Source extract =
“Preparing a will is one of the most important steps a parent can take to protect their family.”
Who wants to think about their own mortality? No one. However, it’s a fact of life. Failing to plan for your eventual death by preparing a will—especially as a parent—can result in issues for your loved ones. If you die without a will, it can mean conflict among your survivors, as they attempt to see how best to divide up your assets.
Fatherly’s recent article, “How to Write a Will: 8 Tips Every Parent Needs to Know” says that families can battle over big assets like cars to small assets like a collection of supposedly rare books. They can fight over anything and everything. Therefore, remember to prepare and sign a last will and testament to dispose of your property the way you want.
Dying without a will means your estate will be disposed of according to the intestacy laws. That could leave your loved ones in the lurch. For instance, in some states, your spouse may only get half your estate, with the remainder going to your parents.
Writing a will is essential, and you should not try to do it yourself. Instead, hire an experienced estate planning lawyer. Along with this, keep these items in mind.
Plan for Every Scenario. When doing your estate planning, consider the various scenarios and contingencies that can happen after you’re gone. A well prepared will includes when and where you want your assets to go. Be wise in how to distribute your assets, to whom they will be going and the timing.
Family Dynamics. You must be very specific when drafting up a will, especially if family circumstances are unique, such when there are children from previous marriages who aren’t legally adopted by a spouse. They could be disinherited. Work with an attorney to make sure they receive what you intend with specific details. If you and your partner aren’t legally married, your significant other could find himself or herself disinherited from your assets after you’re dead.
Designating Your Children’s Guardian. If you don’t name a guardian for your children (in cases of either single parenthood or where both parents pass away), the state will determine who gets your children.

Data for this task =
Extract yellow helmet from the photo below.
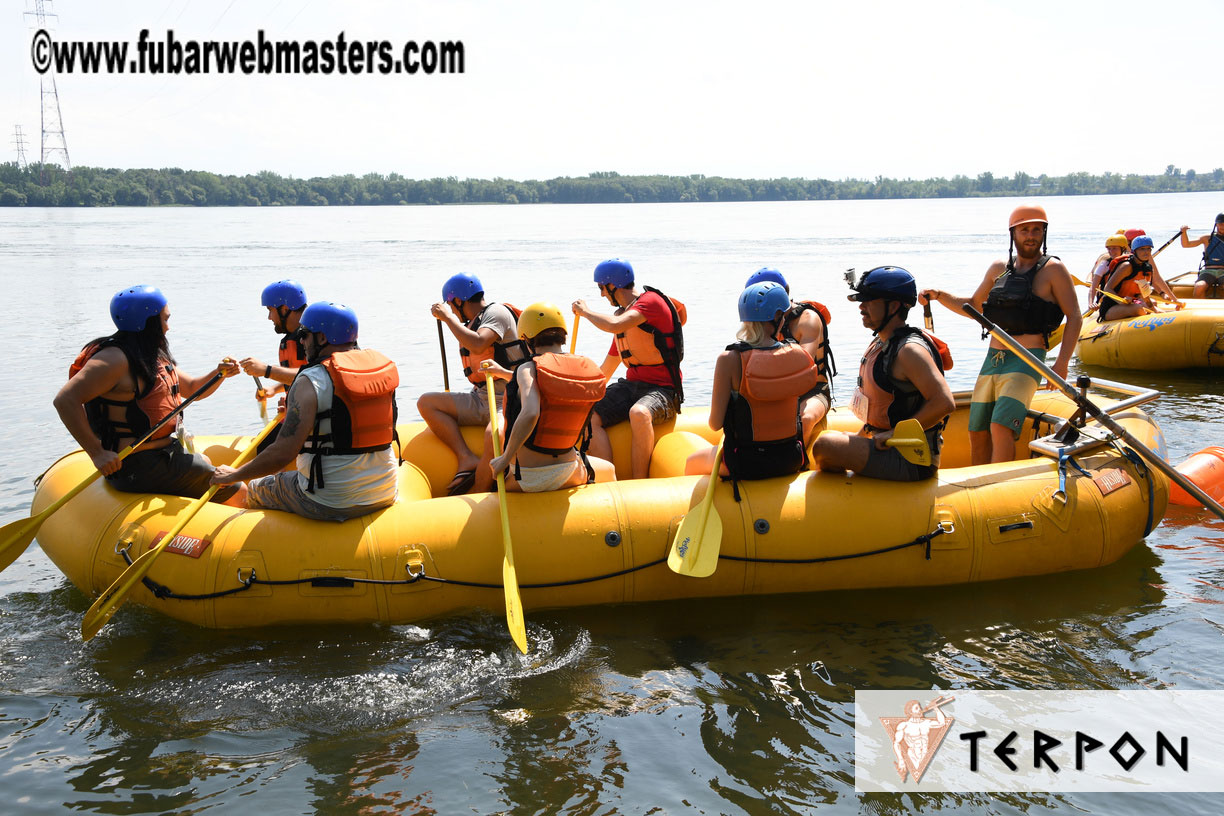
[519,302,565,340]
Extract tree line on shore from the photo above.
[0,161,1224,207]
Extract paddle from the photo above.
[485,372,528,655]
[962,303,1224,519]
[438,321,450,391]
[81,414,282,640]
[0,372,225,571]
[884,418,930,467]
[667,445,722,577]
[255,377,268,422]
[1152,230,1181,258]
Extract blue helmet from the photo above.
[846,267,918,306]
[595,258,633,289]
[297,301,357,346]
[259,280,306,311]
[739,280,791,323]
[442,272,485,303]
[110,286,165,332]
[744,267,791,291]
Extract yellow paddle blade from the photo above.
[884,420,930,467]
[81,414,280,640]
[667,445,722,577]
[485,373,528,655]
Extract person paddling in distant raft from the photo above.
[212,302,399,521]
[485,303,616,493]
[1097,235,1185,321]
[684,281,820,489]
[416,273,528,495]
[54,286,239,503]
[1181,213,1224,297]
[1088,230,1131,306]
[812,267,956,482]
[744,267,837,445]
[918,204,1083,465]
[239,280,306,395]
[572,258,688,478]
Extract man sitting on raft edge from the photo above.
[212,302,399,521]
[812,267,956,482]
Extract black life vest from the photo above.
[982,254,1064,345]
[780,300,837,399]
[459,303,530,385]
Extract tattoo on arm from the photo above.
[282,400,302,437]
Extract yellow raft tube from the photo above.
[1076,300,1224,371]
[33,391,1168,628]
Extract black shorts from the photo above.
[106,442,239,502]
[595,377,681,428]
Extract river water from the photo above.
[0,193,1224,814]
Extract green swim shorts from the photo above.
[969,349,1045,439]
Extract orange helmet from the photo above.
[1007,204,1050,230]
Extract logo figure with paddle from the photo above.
[880,695,956,782]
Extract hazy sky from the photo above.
[0,0,1224,179]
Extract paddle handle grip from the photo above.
[962,303,1224,519]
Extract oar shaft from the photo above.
[963,303,1224,519]
[438,321,450,391]
[81,415,280,640]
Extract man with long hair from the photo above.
[54,286,240,502]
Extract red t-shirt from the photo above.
[608,292,674,388]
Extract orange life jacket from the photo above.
[851,325,952,433]
[777,300,837,393]
[277,334,310,368]
[616,286,688,402]
[506,351,607,456]
[69,339,182,453]
[722,343,819,502]
[301,349,399,493]
[459,303,528,385]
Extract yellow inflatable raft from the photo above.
[33,391,1168,628]
[1076,300,1224,369]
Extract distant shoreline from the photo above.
[0,161,1224,207]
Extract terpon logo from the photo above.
[854,689,1209,793]
[880,696,956,782]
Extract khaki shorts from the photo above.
[969,349,1045,439]
[450,387,502,425]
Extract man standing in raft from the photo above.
[1181,213,1224,297]
[572,258,687,478]
[918,204,1083,465]
[744,267,837,445]
[812,267,956,482]
[54,286,239,502]
[239,280,306,393]
[486,303,616,493]
[416,273,526,495]
[212,302,399,521]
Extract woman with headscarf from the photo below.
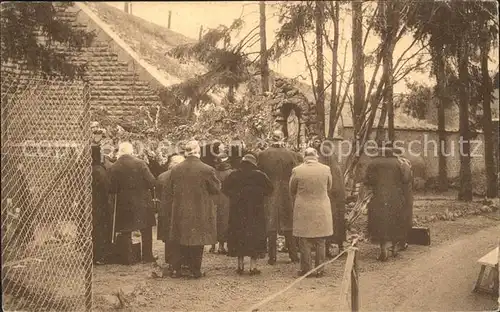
[222,154,273,275]
[210,153,233,255]
[156,155,185,270]
[92,145,111,264]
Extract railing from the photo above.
[247,239,359,312]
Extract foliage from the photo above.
[270,1,314,60]
[167,19,256,116]
[1,1,95,78]
[400,81,437,119]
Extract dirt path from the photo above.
[360,225,500,311]
[94,216,500,312]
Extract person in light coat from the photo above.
[290,148,333,277]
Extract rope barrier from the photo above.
[246,239,357,312]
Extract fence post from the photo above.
[351,248,359,312]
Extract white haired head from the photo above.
[117,142,134,158]
[184,140,201,158]
[168,155,185,169]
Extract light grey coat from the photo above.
[290,157,333,238]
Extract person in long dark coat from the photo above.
[364,148,408,261]
[210,153,233,255]
[109,142,156,263]
[258,130,299,265]
[156,155,184,276]
[164,141,220,278]
[92,145,112,264]
[222,155,273,275]
[312,138,346,257]
[228,138,249,169]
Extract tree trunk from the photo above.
[375,103,387,144]
[227,86,236,104]
[259,1,269,93]
[314,1,325,136]
[328,1,342,138]
[435,47,450,192]
[379,1,399,142]
[351,1,365,140]
[481,32,498,198]
[458,36,472,201]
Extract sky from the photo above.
[103,1,498,93]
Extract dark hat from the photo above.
[217,152,229,162]
[241,154,257,167]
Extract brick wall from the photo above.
[2,8,168,132]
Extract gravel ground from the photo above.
[94,200,500,312]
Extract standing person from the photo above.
[290,148,333,277]
[164,141,220,278]
[222,154,273,275]
[393,147,413,250]
[210,153,233,255]
[258,130,299,265]
[156,155,185,275]
[364,147,408,261]
[92,145,112,264]
[109,142,156,263]
[312,137,346,257]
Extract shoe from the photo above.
[142,257,158,263]
[249,269,261,275]
[297,270,314,278]
[170,270,182,278]
[189,271,205,279]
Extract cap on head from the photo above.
[168,155,185,169]
[304,147,318,158]
[217,153,229,162]
[272,130,285,142]
[184,140,201,157]
[241,154,257,166]
[118,142,134,157]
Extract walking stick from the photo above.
[111,194,117,244]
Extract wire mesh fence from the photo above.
[1,77,92,311]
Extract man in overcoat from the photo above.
[258,130,299,265]
[162,141,221,278]
[364,147,409,261]
[109,142,156,263]
[156,155,184,271]
[290,148,333,277]
[92,145,112,264]
[312,138,346,257]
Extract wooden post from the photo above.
[351,249,359,312]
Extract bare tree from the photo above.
[314,1,325,136]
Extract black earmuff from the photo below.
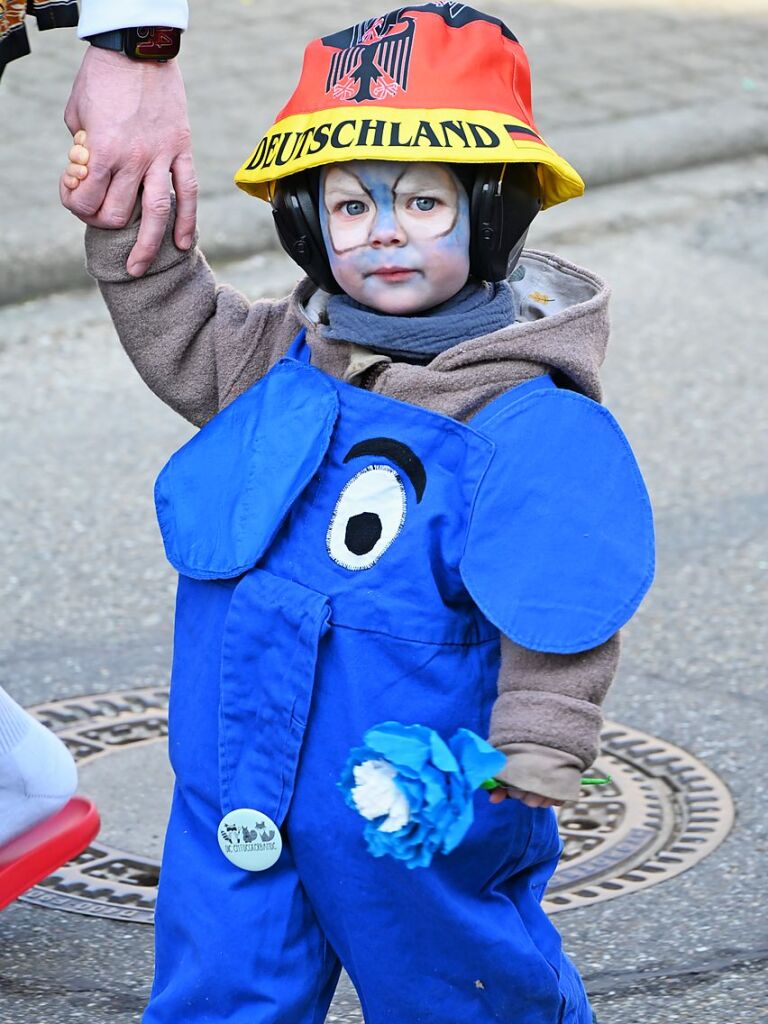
[272,164,542,294]
[272,171,341,294]
[469,164,542,281]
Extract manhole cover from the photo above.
[22,687,733,924]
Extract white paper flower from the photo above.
[350,761,411,833]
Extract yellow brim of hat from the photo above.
[234,104,584,210]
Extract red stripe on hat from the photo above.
[276,10,535,127]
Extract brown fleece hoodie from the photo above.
[86,218,618,800]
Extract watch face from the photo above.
[125,25,181,60]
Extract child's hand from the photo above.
[61,130,90,191]
[488,785,563,807]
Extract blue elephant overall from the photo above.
[143,336,652,1024]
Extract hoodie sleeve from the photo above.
[85,201,300,426]
[488,633,620,800]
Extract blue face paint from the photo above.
[321,161,469,315]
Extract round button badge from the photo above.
[218,807,283,871]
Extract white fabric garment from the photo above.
[78,0,189,39]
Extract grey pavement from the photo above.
[0,0,768,303]
[0,0,768,1024]
[0,158,768,1024]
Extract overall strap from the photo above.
[468,374,557,431]
[285,327,312,366]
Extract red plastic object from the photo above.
[0,797,101,910]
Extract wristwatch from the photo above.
[86,25,181,60]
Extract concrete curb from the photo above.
[0,96,768,306]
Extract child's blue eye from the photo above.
[344,199,366,217]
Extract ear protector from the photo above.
[271,164,542,294]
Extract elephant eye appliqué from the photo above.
[327,466,406,569]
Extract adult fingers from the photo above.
[88,158,147,227]
[171,153,198,249]
[126,165,171,278]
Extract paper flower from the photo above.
[339,722,506,867]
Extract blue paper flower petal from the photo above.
[338,722,506,868]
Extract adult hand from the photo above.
[59,46,198,278]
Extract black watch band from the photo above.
[86,25,181,60]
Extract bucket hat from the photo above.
[234,2,584,209]
[234,2,584,208]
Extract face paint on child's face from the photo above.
[321,160,469,314]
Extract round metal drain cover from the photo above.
[22,687,733,924]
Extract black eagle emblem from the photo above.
[323,11,416,103]
[323,6,516,103]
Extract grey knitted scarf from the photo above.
[321,281,517,362]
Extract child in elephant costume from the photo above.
[61,3,653,1024]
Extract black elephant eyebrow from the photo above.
[344,437,427,502]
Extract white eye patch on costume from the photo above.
[327,465,407,569]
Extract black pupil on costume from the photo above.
[344,512,381,555]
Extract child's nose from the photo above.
[369,210,408,249]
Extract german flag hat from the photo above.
[234,2,584,209]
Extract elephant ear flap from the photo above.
[155,360,339,580]
[461,387,654,654]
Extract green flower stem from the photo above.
[480,775,613,790]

Challenge A = In the will-planning text, who decides who gets your children if you name no guardian?
Challenge B = Write out the rows from the line containing "Extract foliage from the photo above." down to the line containing "[241,154,257,167]", with both of those lines included.

Problem solution A = The state will determine who gets your children.

Problem solution B =
Extract foliage from the photo above.
[270,1,314,60]
[167,19,256,116]
[1,1,95,78]
[400,81,437,119]
Extract dirt path from the photo above.
[360,225,500,311]
[94,216,500,312]
Extract person in light coat from the photo above.
[290,148,333,277]
Extract rope barrier from the photo above.
[246,239,357,312]
Extract fence post from the photo above.
[351,248,359,312]
Extract white haired head from the photo above.
[117,142,134,158]
[184,140,201,158]
[168,155,185,169]
Extract light grey coat from the photo above.
[290,157,333,238]
Extract person in long dark coat from the photo above.
[364,148,408,261]
[210,153,233,255]
[109,142,156,263]
[258,130,299,265]
[156,155,184,276]
[164,141,220,278]
[92,145,112,264]
[222,155,273,275]
[312,138,346,257]
[228,138,249,169]
Extract tree trunk from the photo above.
[375,103,387,144]
[227,86,236,104]
[259,1,269,93]
[314,1,325,136]
[328,1,342,138]
[435,47,450,192]
[379,1,399,142]
[351,1,365,140]
[481,32,498,198]
[458,36,472,201]
Extract sky from the photo above.
[103,1,498,93]
Extract dark hat from the photo above.
[217,152,229,162]
[241,154,257,167]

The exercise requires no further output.